● Task to carry out
Skip the images. Copy the records exactly as written.

● Provided information
--- START ---
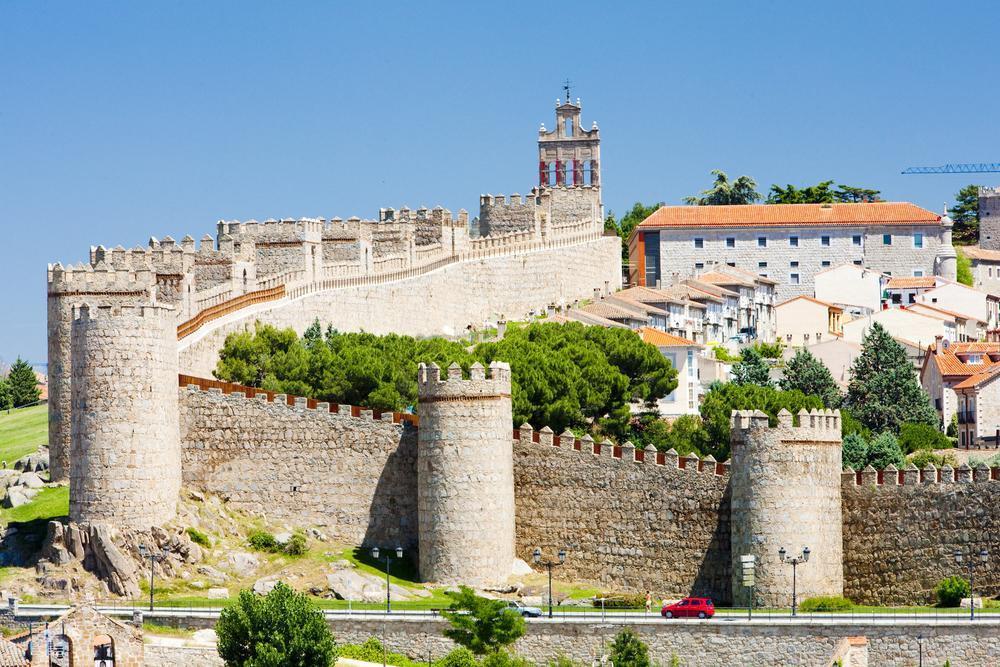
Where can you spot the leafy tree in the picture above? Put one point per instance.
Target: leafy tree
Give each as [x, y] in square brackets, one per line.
[751, 369]
[480, 625]
[913, 437]
[6, 400]
[282, 629]
[722, 399]
[884, 392]
[883, 450]
[628, 649]
[23, 383]
[855, 454]
[624, 225]
[963, 268]
[965, 215]
[723, 191]
[810, 376]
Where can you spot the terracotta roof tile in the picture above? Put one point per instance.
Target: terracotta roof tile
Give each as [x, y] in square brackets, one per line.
[663, 339]
[796, 215]
[911, 283]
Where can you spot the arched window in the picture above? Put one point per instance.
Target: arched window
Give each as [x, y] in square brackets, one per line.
[104, 651]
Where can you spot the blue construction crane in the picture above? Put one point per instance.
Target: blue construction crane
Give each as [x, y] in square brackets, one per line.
[977, 168]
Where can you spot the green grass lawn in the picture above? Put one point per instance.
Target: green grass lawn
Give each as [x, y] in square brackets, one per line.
[22, 431]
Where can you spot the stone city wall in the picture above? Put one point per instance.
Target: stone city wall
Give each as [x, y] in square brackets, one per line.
[762, 644]
[901, 529]
[440, 302]
[629, 520]
[307, 463]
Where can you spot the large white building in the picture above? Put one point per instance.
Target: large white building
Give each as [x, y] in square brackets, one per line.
[791, 243]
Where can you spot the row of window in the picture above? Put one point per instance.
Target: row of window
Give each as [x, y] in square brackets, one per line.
[793, 241]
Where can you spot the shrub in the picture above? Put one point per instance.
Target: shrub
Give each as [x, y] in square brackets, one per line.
[621, 600]
[296, 545]
[261, 540]
[826, 603]
[924, 456]
[198, 537]
[914, 437]
[628, 649]
[951, 590]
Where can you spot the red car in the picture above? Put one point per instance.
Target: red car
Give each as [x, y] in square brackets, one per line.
[689, 608]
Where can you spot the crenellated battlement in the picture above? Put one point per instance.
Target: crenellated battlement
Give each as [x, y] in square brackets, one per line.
[482, 383]
[808, 426]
--- END ---
● Worked solution
Where can you spot the leafy tree in the picture above? Put one point per instance.
Target: leafy tree
Give each as [x, y] in square brackets, one per line.
[751, 369]
[480, 625]
[913, 437]
[6, 400]
[282, 629]
[722, 399]
[884, 392]
[883, 450]
[628, 649]
[23, 383]
[855, 454]
[624, 225]
[963, 268]
[965, 215]
[723, 191]
[810, 376]
Where can you spot the terracotta roof tile in the picture above? Put one point per instance.
Target: terracotta roof tile
Give each as [x, y] in square brackets, one per line.
[663, 339]
[796, 215]
[911, 283]
Where can you spot the arched window in the picture above? Put one point per instance.
Target: arched window
Give each as [x, y] in square brackets, one per line.
[104, 651]
Where can you spot the blue construction crane in the picture above? Put one point per instance.
Target: blue construction crane
Give each as [x, y] in square brackets, one per line.
[977, 168]
Where can you spot the green grass lawn in the picture above? Put one point per instance.
Target: green grass lawn
Give each as [x, y] in square brackets, one per line.
[22, 431]
Where can you spot the stone city wall in the picture above? Put one point per instance.
Target: stone city wall
Give each as [x, y] in square brackets, one per line.
[762, 644]
[901, 529]
[440, 302]
[629, 520]
[307, 463]
Where can you spot the large white building in the picture above? Put one point per instance.
Target: large white building
Give each as [x, y] in square brackets, one per line.
[791, 243]
Where can you spot the row of window in the picture above? Put one point per instance.
Target: row of window
Give each as [x, y] in square brackets, one per line.
[793, 241]
Where can you spot the shrub in the picture above? Put one point per instance.
Target: shrub
Give each as [x, y] in square brackets, one per line.
[621, 600]
[296, 545]
[261, 540]
[826, 603]
[924, 456]
[198, 537]
[914, 437]
[628, 649]
[951, 590]
Where can you spot the red car in the picture above? Put one point per instance.
Target: red car
Give each as [x, y] in square brackets, one per line.
[689, 608]
Where can you spot the crenellated battlement in the picture above? Put one point per instance.
Target: crenellated battlement
Give each as [x, y] in square brackets, one per line.
[482, 383]
[808, 426]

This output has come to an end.